Tasks for this exercise:
1 - Please update the passage on the OSHA vaccination standard that opens with the words containing "The standard also" and closes with "week or longer).", replacing "workplace" with "work site".
2 - In the passage on the OSHA vaccination standard, how often must each unvaccinated worker provide a negative COVID-19 test?
3 - Resume the passage on the OSHA vaccination standard after its last sentence.

Document segment: Begin

Today, the U.S. Department of Labor's Occupational Safety and Health Administration ("OSHA") announced an emergency temporary standard that will affect 84 M private-sector workers. Under the unpublished yet standard, employers with 100 or more employees must ensure vaccination of their employees or require employees to produce negative tests and wear a mask in the workplace. Covered employers must develop, implement, and enforce a mandatory COVID-19 vaccination policy.
The standard also requires employers to do the following:
- Determine the vaccination status of each employee and maintain records.
- Require employees to provide prompt notice of a positive COVID-19 test or diagnosis. Employers must then remove the COVID-19 employees from the workplace until they meet the required criteria.
- Provide paid time to workers to get vaccinated and to allow for paid leave to recover from any side effects.
- Ensure each unvaccinated worker provides a negative test for COVID-19 at least once a week or within 7 days before returning to work (if the worker is away from the workplace for a week or longer).

Document segment: End
Dataset entries: Begin

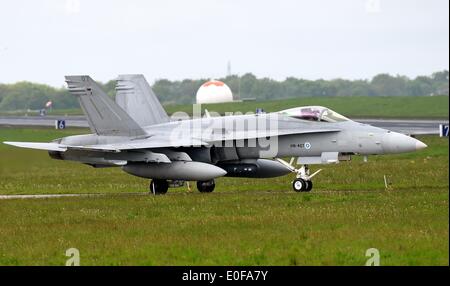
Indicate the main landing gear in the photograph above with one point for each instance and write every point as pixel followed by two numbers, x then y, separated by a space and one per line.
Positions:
pixel 206 186
pixel 303 182
pixel 160 187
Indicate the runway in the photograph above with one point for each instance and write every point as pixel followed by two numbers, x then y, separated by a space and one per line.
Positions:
pixel 406 126
pixel 55 196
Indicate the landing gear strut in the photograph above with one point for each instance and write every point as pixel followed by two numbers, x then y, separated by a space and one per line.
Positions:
pixel 303 181
pixel 206 186
pixel 158 187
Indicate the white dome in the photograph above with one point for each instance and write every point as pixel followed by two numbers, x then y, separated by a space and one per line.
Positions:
pixel 214 91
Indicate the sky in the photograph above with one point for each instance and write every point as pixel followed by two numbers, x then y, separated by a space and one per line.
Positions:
pixel 43 40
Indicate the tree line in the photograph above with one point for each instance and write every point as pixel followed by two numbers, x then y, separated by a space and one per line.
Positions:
pixel 27 95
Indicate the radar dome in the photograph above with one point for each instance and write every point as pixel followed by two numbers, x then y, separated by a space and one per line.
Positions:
pixel 214 91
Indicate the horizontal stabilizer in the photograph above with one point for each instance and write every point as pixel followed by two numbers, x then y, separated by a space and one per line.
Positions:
pixel 38 146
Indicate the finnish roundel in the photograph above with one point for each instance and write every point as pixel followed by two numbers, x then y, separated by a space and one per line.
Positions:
pixel 214 91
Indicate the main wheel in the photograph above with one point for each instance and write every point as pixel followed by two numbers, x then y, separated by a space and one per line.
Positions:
pixel 308 186
pixel 299 185
pixel 206 186
pixel 158 187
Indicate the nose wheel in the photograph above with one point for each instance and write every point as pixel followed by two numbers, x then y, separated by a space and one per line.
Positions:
pixel 300 185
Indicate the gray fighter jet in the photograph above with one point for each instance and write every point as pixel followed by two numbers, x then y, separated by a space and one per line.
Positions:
pixel 135 134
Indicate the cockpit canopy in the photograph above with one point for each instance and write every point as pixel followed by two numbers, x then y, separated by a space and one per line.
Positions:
pixel 315 113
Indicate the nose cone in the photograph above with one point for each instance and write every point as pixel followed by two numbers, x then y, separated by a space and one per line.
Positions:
pixel 420 145
pixel 394 142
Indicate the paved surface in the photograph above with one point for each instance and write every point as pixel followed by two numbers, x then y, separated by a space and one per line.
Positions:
pixel 407 126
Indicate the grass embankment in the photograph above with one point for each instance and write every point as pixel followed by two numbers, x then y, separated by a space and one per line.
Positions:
pixel 425 107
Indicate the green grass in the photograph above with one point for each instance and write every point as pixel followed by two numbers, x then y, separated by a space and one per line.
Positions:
pixel 244 222
pixel 435 107
pixel 362 107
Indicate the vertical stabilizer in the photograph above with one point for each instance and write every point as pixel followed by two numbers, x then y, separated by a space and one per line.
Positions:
pixel 135 96
pixel 105 117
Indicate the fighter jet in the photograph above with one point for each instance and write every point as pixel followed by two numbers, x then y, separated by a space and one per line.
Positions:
pixel 136 134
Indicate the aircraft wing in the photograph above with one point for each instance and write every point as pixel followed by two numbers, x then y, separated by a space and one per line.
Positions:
pixel 254 134
pixel 154 142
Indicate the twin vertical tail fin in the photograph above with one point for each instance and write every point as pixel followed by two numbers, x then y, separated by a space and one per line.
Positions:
pixel 104 116
pixel 135 96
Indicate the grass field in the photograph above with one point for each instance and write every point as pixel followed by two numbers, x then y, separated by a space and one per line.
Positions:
pixel 244 222
pixel 435 107
pixel 356 107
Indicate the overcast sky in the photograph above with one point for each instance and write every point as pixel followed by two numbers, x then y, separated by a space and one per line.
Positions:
pixel 43 40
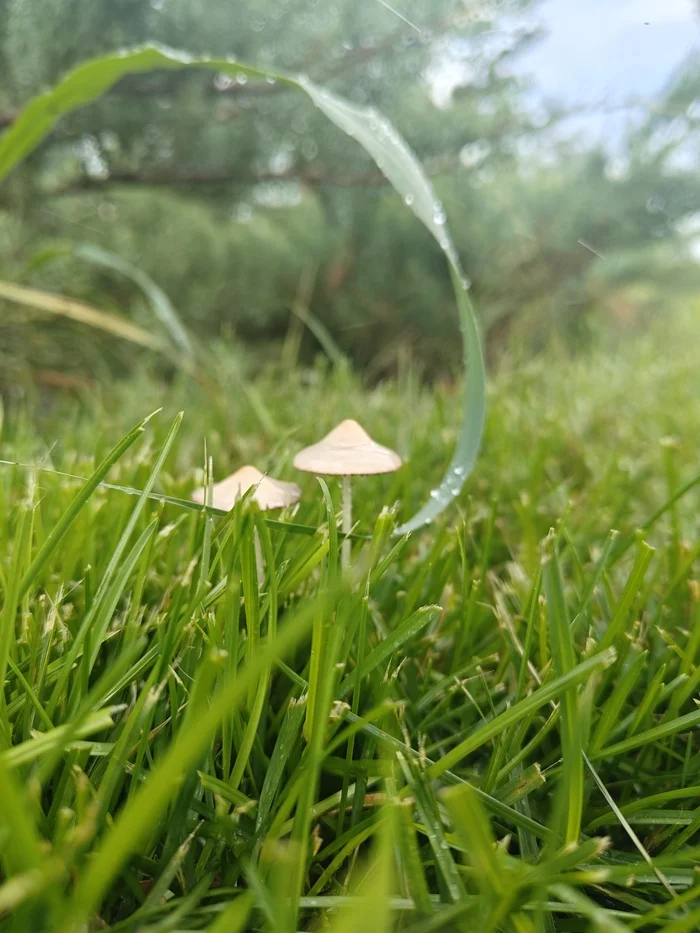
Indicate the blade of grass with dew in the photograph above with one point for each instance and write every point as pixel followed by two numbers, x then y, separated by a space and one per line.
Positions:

Dataset entries: End

Results in order:
1 -
The standard also requires employers to do the following:
- Determine the vaccination status of each employee and maintain records.
- Require employees to provide prompt notice of a positive COVID-19 test or diagnosis. Employers must then remove the COVID-19 employees from the work site until they meet the required criteria.
- Provide paid time to workers to get vaccinated and to allow for paid leave to recover from any side effects.
- Ensure each unvaccinated worker provides a negative test for COVID-19 at least once a week or within 7 days before returning to work (if the worker is away from the work site for a week or longer).

2 - At least once a week.

3 -
- Ensure that, in most circumstances, each employee who has not been fully vaccinated wears a face covering when indoors or when occupying a vehicle with another person for work purposes.
The emergency temporary standard does not require employers to pay for testing. Employers may be required to pay for testing to comply with other laws, regulations, collective bargaining agreements, or other collectively negotiated agreements. Employers are also not required to pay for face coverings.
Employers who do not adhere to the requirements may be penalized with up to $13,650 fines per violation.
OSHA also provided a frequently asked questions page regarding the standard, a summary of the standard, and an online seminar.
November 7, 2021 Update
The enforcement of the emergency standard was stayed by the Fifth federal circuit court.
December 17, 2021 Update
The Sixth Circuit has reinstated OSHA's standard.
January 13, 2022 Update
The U.S. Supreme Court has lifted the OSHA's standard. This means that private employers do not have to impose a vaccination mandate on employees.